If a line of the listing contains the string "sign", return that line.

» RECORDS
━━━━━━━━━━━━━━━━
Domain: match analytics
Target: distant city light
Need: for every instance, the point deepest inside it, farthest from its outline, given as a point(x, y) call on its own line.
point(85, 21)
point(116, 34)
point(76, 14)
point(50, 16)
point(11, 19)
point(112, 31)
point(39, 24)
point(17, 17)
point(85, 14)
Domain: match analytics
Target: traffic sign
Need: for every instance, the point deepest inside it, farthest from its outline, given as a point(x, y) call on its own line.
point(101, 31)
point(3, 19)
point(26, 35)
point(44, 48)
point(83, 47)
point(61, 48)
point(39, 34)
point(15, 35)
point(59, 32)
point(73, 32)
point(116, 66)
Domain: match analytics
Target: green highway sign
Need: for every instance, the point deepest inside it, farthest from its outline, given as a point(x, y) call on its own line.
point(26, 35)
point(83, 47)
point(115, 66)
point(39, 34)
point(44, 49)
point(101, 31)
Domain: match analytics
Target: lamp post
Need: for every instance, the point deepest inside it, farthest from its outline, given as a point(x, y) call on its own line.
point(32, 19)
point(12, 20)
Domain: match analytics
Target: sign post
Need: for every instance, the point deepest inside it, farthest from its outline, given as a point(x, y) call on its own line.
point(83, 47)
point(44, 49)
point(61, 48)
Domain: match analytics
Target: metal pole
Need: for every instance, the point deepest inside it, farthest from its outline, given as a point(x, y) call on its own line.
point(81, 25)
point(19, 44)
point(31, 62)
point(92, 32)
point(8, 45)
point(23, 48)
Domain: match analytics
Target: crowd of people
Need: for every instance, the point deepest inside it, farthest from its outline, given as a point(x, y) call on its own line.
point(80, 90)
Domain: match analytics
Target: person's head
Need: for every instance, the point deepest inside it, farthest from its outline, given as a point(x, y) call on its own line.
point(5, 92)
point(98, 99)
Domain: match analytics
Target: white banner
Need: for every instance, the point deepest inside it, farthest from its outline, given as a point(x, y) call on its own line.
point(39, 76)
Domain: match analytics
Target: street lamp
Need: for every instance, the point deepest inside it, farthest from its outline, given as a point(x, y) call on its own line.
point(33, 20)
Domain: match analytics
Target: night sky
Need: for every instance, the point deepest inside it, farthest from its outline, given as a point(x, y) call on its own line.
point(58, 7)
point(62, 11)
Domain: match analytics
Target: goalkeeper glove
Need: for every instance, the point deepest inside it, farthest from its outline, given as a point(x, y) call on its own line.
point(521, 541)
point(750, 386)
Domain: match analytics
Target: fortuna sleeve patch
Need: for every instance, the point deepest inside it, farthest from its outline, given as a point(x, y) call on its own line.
━━━━━━━━━━━━━━━━
» ANSWER TO THIS TASK
Target: traffic sign
Target: green highway sign
Target: sign post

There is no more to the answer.